Medarex Inc. and Zycos Inc. entered an equal partnership to discover cancer drugs using technologies developed by each company.
Medarex Inc., of Princeton, N.J., will contribute its UltiMAb Human Antibody Development System to generate the antibodies against targets identified from Zycos’ protein expression screening technology, named Canvas.
The 50-50 collaboration calls for the companies to share in research, development and commercialization costs and to benefit equally from revenues resulting from any successful products.
“We’ve got hundreds of antibody targets that we’ve discovered and we saw Medarex as being one of the top antibody companies that is really focused on making products quickly and getting them into the clinic quickly. That’s exactly what we’re doing, only we do it with DNA,” Mark Philip, president and CEO of Lexington, Mass.-based Zycos, told BioWorld Today.
“We like what Zycos is doing technologically and we feel it is important to link our development system with their very exciting science and their high-throughput approach to proteomics,” Chris Schade, chief financial officer of Princeton, N.J.-based Medarex, told BioWorld Today. “We think it’s going to yield pretty interesting stuff and we want to work with them on a 50-50 basis and carry it forward into development and the market.”
Medarex’s UltiMAb system comprises its transgenic mouse that is injected with an antigen and automatically has an immunological response, then generates and makes antibodies.

_REQUIRED ACTIONS:_
- 1) Answer these questions about the article on the Medarex and Zycos partnership:
(a) What is the name of Zycos' protein expression screening technology?
(b) In what town is Zycos based?
(c) Who is the chief financial officer of Medarex?
- 2) Carry on the article about the Medarex and Zycos cancer drug partnership, starting after its final sentence.

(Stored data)

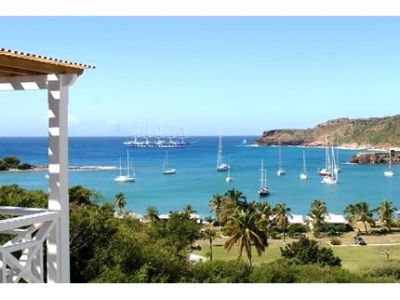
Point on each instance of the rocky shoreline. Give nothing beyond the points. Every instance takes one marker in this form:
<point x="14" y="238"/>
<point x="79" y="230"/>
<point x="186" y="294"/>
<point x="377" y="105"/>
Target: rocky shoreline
<point x="375" y="158"/>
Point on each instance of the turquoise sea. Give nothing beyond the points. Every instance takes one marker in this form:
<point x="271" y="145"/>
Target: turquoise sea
<point x="197" y="180"/>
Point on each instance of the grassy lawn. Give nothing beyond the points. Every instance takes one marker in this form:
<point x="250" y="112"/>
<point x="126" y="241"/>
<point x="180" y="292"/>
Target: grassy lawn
<point x="354" y="258"/>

_ANSWERS BY TASK:_
- 1)
(a) Canvas
(b) Lexington, Mass.
(c) Chris Schade

- 2)
Philip said Zycos hopes to be in the clinic in the next 12 to 24 months, with a product resulting from this Medarex collaboration. “We have the targets, we’ve done a lot of validation already so the next step is to sit down with Medarex and come up with the quickest plan to get into the clinic,” Philip said.
“What we are good at is turning genes into drugs very quickly,” Philip said. “We have a whole pool of them and we’re trying to exploit them as quickly as we can.”
In December, privately held Zycos completed enrollment of a Phase IIb study of ZYC101a, a DNA-based therapeutic being tested in patients with human papillomavirus-associated cervical dysplasia. Another Zycos product, ZYC300, is expected to enter Phase I/IIa studies this year for a number of cancers.
Medarex has a number of licensing agreements and 50-50 deals with companies including Human Genome Sciences Inc., of Rockville, Md., and Incyte Genomics Inc., of Palo Alto, Calif.
Medarex’s other programs are the T-12 Development, which offers the potential to move from target to trial in about 12 months, and the Trans-Phage Technology, a system that combines high-throughput screening with fully human antibody development.
Medarex’s stock (NASDAQ:MEDX) closed Tuesday at $14.05, up 43 cents.